- [ACTIVITY LIST]:
(a) In the article on Banking-as-a-Service, what might the outsourced route have cost new South African banks for the same products?
(b) Return the part of the article on Banking-as-a-Service that runs from "This is how" to "of the future.", copied word for word.

- [SUPPLIED PASSAGE]:
When embarking on this course, brands can take one of two routes: the old school in-house way of building everything with their own resources, in line with traditional methodologies and tech-owner principles, or the outsourced way through embedded finance partners for greater speed, robustness, tech agility and cost-effectiveness.

When non-financial companies need to start behaving like banks
Many brands are realising that they need to start incorporating banking capabilities into their mix. To do that, businesses can embrace what is called Banking-as-a-Service (BaaS). With this model, brands that want to launch banking offerings can work with specialist partners who provide them with a banking framework, sponsored banking licence, bespoke and tailored software solutions, hardware and infrastructure support, IT and cyber security, compliance support, human resource management and any other elements required to launch fintech services without the initial enormous capital outlay and ongoing maintenance responsibilities of going solo. It’s a very efficient, cost-effective, and scalable way to achieve something that would otherwise take years and bottomless budgets to realise.

Lessons from the South African banks
In South Africa many companies are pivoting their business models as they explore a future where fintech capabilities are a natural extension of their offering. Just think of Discovery Bank, Checkers, Shoprite, USave and various clothing retailers.

These brands can look to the traditional banking sector for hard lessons learnt. For a time, South Africa was gripped by a sort of bank-building fever – mostly via the old-fashioned DIY approach. We had so many costly banks popping up – many of which were years in the making and never made it out of the starting blocks – to the extent that the regulator eventually capped the number of banks in the local ecosystem.

Many learnt the hard way that creating and launching a bank from scratch is extremely capital intensive. In fact, many new South African banks incurred costs in the multiple billions to build and launch over a course of five or more years, while spending hundreds of millions just on consultancy fees to big advisory firms. The outsourced route might have cost them under R100 million for the same products, thanks to economies of scale. Upgrading and maintaining banking systems is a prohibitively expensive exercise, which is why some South African banks still run on very old mainframes and legacy tech infrastructure.

Leveraging changes in reporting standards
While contemplating the various embedded finance opportunities available to them to enhance their customer value proposition, large South African businesses should not be oblivious to the opportunities afforded to them with the recent changes in international accounting standards.

These changes allow for alternatives once the traditional capital budget vs operational cost discussions take place (think IFRS 6 operating leases, for example), keeping in mind expected shareholder returns and the ever-present financial covenant requirements.

Given the significant operational costs linked to any proprietary banking system and associated compliance obligations, coupled with the potential impact of onerous financial covenants, players in the banking game can quickly amass an enormous stack of expensive assets that most could barely afford to, or want to maintain, let alone innovate on top of.

In this context, outsourced banking services make sense for brands that want to spread their wings. They don't need to own and disclose extremely expensive fintech assets, high infrastructure development costs and maintenance, nor invest heavily in security, compliance and human fintech resources, to embrace financial innovation.

Every asset needed to build their financial customer service toolkit belongs to the BaaS or embedded finance provider, who can offer those products and services at a fraction of the cost because they spread it across multiple clients to achieve economies of scale. Outsourcing is an extremely powerful tool for cost saving and innovation.

This is how slow innovation and intense balance sheet pressure become things of the past and improved fintech-driven customer service becomes the way of the future.

- [STORED DATA]:
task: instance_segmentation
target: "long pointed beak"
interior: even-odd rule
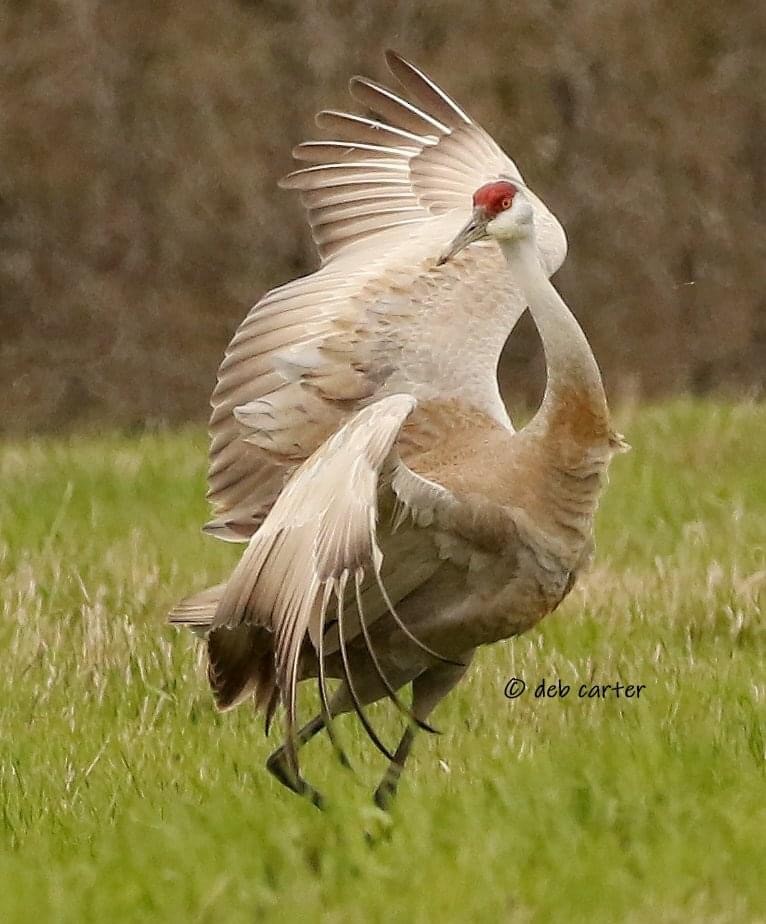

- [TASK RESPONSES]:
(a) Under R100 million.

(b)
This is how slow innovation and intense balance sheet pressure become things of the past and improved fintech-driven customer service becomes the way of the future.